# Exercise requirements
Present the lines below as a numbered list, omitting any blank lines.

-- Begin --

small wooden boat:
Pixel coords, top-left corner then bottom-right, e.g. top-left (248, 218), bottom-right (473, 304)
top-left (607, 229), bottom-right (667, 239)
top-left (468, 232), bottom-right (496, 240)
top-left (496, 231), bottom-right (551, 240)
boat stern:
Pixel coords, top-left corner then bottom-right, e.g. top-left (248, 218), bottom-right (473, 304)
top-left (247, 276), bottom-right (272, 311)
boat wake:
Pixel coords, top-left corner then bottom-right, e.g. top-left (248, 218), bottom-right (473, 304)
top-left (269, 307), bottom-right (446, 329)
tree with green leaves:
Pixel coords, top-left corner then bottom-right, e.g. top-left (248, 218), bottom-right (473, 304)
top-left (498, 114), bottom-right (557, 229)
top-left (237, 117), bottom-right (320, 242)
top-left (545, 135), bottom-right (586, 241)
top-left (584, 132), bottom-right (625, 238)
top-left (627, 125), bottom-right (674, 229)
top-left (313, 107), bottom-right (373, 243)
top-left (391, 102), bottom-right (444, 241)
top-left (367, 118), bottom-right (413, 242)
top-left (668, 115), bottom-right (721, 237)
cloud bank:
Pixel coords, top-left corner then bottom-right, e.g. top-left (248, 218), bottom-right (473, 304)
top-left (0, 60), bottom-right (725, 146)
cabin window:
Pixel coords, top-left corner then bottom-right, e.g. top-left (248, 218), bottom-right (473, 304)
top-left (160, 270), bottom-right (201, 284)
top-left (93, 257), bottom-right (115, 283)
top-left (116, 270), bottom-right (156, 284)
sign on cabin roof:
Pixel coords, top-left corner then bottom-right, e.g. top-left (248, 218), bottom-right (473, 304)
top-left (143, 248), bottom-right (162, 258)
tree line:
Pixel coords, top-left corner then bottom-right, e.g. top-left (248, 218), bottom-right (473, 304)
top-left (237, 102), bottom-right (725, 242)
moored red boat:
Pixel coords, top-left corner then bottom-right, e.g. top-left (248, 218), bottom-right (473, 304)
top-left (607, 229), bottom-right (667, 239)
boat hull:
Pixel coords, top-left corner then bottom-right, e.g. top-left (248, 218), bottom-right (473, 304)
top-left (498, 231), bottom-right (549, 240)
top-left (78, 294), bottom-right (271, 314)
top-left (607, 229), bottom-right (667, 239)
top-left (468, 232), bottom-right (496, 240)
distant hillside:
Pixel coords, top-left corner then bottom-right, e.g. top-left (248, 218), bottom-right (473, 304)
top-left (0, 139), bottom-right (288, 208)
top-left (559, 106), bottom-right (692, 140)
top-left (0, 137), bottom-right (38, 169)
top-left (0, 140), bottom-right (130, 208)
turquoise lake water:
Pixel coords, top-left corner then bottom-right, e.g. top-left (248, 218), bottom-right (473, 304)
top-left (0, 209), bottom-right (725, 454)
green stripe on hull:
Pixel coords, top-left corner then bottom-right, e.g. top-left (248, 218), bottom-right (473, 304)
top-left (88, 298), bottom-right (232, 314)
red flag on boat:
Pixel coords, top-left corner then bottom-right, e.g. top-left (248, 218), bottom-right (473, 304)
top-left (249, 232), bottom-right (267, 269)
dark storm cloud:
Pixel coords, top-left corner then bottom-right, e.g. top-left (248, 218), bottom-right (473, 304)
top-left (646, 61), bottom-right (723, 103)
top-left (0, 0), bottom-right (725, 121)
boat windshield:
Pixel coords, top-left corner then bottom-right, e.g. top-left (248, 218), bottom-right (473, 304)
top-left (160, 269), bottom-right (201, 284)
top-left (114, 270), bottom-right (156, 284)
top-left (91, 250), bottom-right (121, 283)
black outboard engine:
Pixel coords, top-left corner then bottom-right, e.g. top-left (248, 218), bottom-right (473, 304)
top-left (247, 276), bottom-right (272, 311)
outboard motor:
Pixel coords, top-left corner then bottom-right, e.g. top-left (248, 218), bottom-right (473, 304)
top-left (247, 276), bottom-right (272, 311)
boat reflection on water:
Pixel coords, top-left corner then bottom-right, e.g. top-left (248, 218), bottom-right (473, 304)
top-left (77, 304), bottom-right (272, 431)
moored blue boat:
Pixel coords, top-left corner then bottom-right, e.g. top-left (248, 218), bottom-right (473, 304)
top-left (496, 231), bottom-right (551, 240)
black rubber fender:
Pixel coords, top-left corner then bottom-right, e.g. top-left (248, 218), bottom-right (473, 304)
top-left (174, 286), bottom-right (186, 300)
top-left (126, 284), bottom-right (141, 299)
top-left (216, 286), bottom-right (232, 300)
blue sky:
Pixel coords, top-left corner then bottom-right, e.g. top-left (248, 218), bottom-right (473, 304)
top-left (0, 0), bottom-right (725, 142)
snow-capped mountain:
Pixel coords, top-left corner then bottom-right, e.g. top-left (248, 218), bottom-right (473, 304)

-- End --

# The output
1. small wooden boat:
2. Pixel coords, top-left corner then bottom-right, e.g. top-left (248, 218), bottom-right (473, 304)
3. top-left (607, 229), bottom-right (667, 239)
4. top-left (468, 232), bottom-right (496, 240)
5. top-left (496, 231), bottom-right (551, 240)
6. boat stern:
7. Pixel coords, top-left corner then bottom-right, e.g. top-left (248, 218), bottom-right (473, 304)
8. top-left (247, 276), bottom-right (272, 311)
9. boat wake:
10. Pixel coords, top-left corner then bottom-right, e.g. top-left (248, 218), bottom-right (473, 304)
11. top-left (269, 307), bottom-right (446, 329)
12. tree with green leaves:
13. Pixel coords, top-left corner then bottom-right, e.g. top-left (248, 218), bottom-right (473, 304)
14. top-left (498, 114), bottom-right (557, 229)
15. top-left (237, 117), bottom-right (320, 242)
16. top-left (545, 135), bottom-right (586, 241)
17. top-left (584, 132), bottom-right (625, 238)
18. top-left (627, 125), bottom-right (674, 229)
19. top-left (313, 107), bottom-right (373, 243)
20. top-left (391, 102), bottom-right (444, 241)
21. top-left (367, 118), bottom-right (413, 242)
22. top-left (668, 115), bottom-right (721, 237)
23. cloud bank:
24. Pixel coords, top-left corner then bottom-right, e.g. top-left (248, 218), bottom-right (473, 304)
25. top-left (0, 60), bottom-right (725, 146)
26. cabin window:
27. Pixel coords, top-left corner then bottom-right, e.g. top-left (248, 218), bottom-right (473, 304)
28. top-left (160, 270), bottom-right (201, 284)
29. top-left (93, 257), bottom-right (115, 283)
30. top-left (116, 270), bottom-right (156, 284)
31. sign on cabin roof:
32. Pixel coords, top-left corner then bottom-right, e.g. top-left (248, 218), bottom-right (473, 304)
33. top-left (143, 248), bottom-right (162, 258)
34. tree line:
35. Pixel coords, top-left corner then bottom-right, e.g. top-left (248, 218), bottom-right (473, 304)
36. top-left (237, 102), bottom-right (725, 242)
37. moored red boat:
38. Pixel coords, top-left corner then bottom-right, e.g. top-left (248, 218), bottom-right (473, 304)
39. top-left (607, 229), bottom-right (667, 239)
40. boat hull:
41. Pixel coords, top-left corner then bottom-right, e.g. top-left (248, 218), bottom-right (473, 304)
42. top-left (498, 231), bottom-right (549, 240)
43. top-left (78, 294), bottom-right (271, 314)
44. top-left (607, 229), bottom-right (667, 239)
45. top-left (468, 232), bottom-right (496, 240)
46. distant hillside:
47. Pixel coords, top-left corner then bottom-right, e.g. top-left (248, 218), bottom-right (473, 304)
48. top-left (0, 139), bottom-right (288, 208)
49. top-left (559, 106), bottom-right (692, 140)
50. top-left (0, 137), bottom-right (38, 169)
51. top-left (0, 140), bottom-right (130, 208)
52. turquoise lake water:
53. Pixel coords, top-left corner then bottom-right, e.g. top-left (248, 218), bottom-right (473, 304)
54. top-left (0, 209), bottom-right (725, 454)
55. green stripe on hull:
56. Pixel coords, top-left corner then bottom-right, e.g. top-left (248, 218), bottom-right (473, 304)
57. top-left (88, 298), bottom-right (232, 314)
58. red flag on boat:
59. Pixel coords, top-left corner then bottom-right, e.g. top-left (248, 218), bottom-right (473, 304)
60. top-left (249, 232), bottom-right (267, 269)
61. dark storm cloud:
62. Pixel coords, top-left corner then bottom-right, e.g. top-left (248, 218), bottom-right (473, 304)
63. top-left (646, 61), bottom-right (723, 103)
64. top-left (0, 0), bottom-right (725, 121)
65. boat windshield:
66. Pixel coords, top-left corner then bottom-right, e.g. top-left (248, 218), bottom-right (473, 304)
67. top-left (160, 269), bottom-right (201, 284)
68. top-left (114, 270), bottom-right (156, 284)
69. top-left (91, 250), bottom-right (121, 283)
70. black outboard engine:
71. Pixel coords, top-left corner then bottom-right, e.g. top-left (248, 218), bottom-right (473, 304)
72. top-left (247, 276), bottom-right (272, 311)
73. outboard motor:
74. Pixel coords, top-left corner then bottom-right, e.g. top-left (248, 218), bottom-right (473, 304)
75. top-left (247, 276), bottom-right (272, 311)
76. boat reflection on water:
77. Pixel coords, top-left corner then bottom-right, e.g. top-left (248, 218), bottom-right (473, 304)
78. top-left (77, 304), bottom-right (272, 431)
79. moored blue boat:
80. Pixel coords, top-left corner then bottom-right, e.g. top-left (248, 218), bottom-right (473, 304)
81. top-left (496, 231), bottom-right (551, 240)
82. black rubber fender:
83. Pixel coords, top-left corner then bottom-right, e.g. top-left (248, 218), bottom-right (473, 304)
84. top-left (174, 286), bottom-right (186, 300)
85. top-left (126, 284), bottom-right (141, 299)
86. top-left (216, 286), bottom-right (232, 300)
87. blue sky:
88. Pixel coords, top-left corner then bottom-right, e.g. top-left (248, 218), bottom-right (473, 304)
89. top-left (0, 0), bottom-right (725, 142)
90. snow-capped mountain:
91. Pixel coords, top-left corner then bottom-right, e.g. top-left (248, 218), bottom-right (473, 304)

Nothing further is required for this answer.